### READING TEXT

Jaw surgery is also known as orthognathic surgery and corrects the alignment of teeth and jaws, so they meet together properly. Treatment is usually carried out once the jaws have finished growing and developing, between ages fourteen and sixteen for females and seventeen to twenty-one for males.
Jaw surgery may be needed if there are problems that cannot be corrected using orthodontics alone. It may be necessary to have braces before surgery and during recovery after surgery until the jaws have healed and are correctly aligned.
Treatment can help improve jaw function, making it easier to bite and chew food and speak clearly. It can also aid breathing and may help people with obstructive sleep apnoea. Jaw surgery can correct problems affecting swallowing and helps to minimise excessive wear and tear on teeth that currently bite together incorrectly. We can use surgery to create a more balanced facial profile, addressing crossbites, underbites and overbites, and small chins.
When the jaws are aligned correctly, it is easier for the lips to close properly. Poorly aligned jaws can cause temporomandibular joint disorder, a painful condition affecting the temporomandibular joints (jaw joints). Aligning the jaws can help relieve this pain and address other jaw problems. Jaw surgery is also used to correct congenital disabilities and can repair facial injuries.
Our oral surgeons collaborate closely with the referring dentist or orthodontist and use diagnostic 2-D and 3-D images to plan surgery precisely. The procedure is carried out using general anaesthesia, and it may be necessary to stay in hospital for several days afterwards, during initial healing.
Usually, surgery is performed by making an incision in the mouth, so there are no noticeable scars. However, it is sometimes necessary to make small incisions outside of the mouth, but great care is taken to ensure they are as small and unobtrusive as possible.
After the jaw is moved into the correct position, it is secured using small plates, screws and wires. In some cases, it is necessary to add bone to the jaw, taken from another site such as the hip, rib or leg.
We provide precise instructions for patients to follow once they leave the hospital and are always here to provide additional help if required. It is best to stick to soft or liquid foods for the first few days and gradually introduce more foods as the mouth heals. It can take up to twelve weeks for the jaws to fully heal.

######
### SUPPLIED INFORMATION

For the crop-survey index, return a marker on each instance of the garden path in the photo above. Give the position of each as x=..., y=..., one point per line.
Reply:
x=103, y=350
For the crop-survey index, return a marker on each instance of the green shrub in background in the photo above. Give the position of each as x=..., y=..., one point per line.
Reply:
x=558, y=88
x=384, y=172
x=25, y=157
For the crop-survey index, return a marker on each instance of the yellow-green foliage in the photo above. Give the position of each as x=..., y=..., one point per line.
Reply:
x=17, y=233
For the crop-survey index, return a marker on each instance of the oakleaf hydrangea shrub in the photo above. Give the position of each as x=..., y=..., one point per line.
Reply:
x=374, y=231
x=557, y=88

######
### SUPPLIED INFORMATION

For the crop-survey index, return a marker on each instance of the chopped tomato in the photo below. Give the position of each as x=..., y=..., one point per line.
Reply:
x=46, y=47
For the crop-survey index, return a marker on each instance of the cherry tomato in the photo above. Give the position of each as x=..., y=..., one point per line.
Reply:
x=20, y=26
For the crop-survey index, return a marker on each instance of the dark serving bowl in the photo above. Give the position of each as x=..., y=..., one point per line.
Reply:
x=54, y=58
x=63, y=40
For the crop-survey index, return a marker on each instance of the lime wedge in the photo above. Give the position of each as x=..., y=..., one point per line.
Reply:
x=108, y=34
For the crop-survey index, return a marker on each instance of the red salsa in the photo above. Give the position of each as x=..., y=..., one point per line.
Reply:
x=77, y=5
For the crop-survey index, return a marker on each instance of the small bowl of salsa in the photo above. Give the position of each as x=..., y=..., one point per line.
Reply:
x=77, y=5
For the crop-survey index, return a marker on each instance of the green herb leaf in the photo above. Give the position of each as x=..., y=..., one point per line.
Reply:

######

* REQUIRED ACTION A:
Rewrite everything in the jaw surgery text from "After the jaw" down to "rib or leg.", putting "pins" in place of "screws".
* REQUIRED ACTION B:
According to the jaw surgery text, which sites can bone be taken from when bone must be added to the jaw?
* REQUIRED ACTION C:
In the jaw surgery text, how long can it take for the jaws to fully heal?

* TASK SOLUTION A:
After the jaw is moved into the correct position, it is secured using small plates, pins and wires. In some cases, it is necessary to add bone to the jaw, taken from another site such as the hip, rib or leg.

* TASK SOLUTION B:
Hip, rib, leg

* TASK SOLUTION C:
Up to twelve weeks.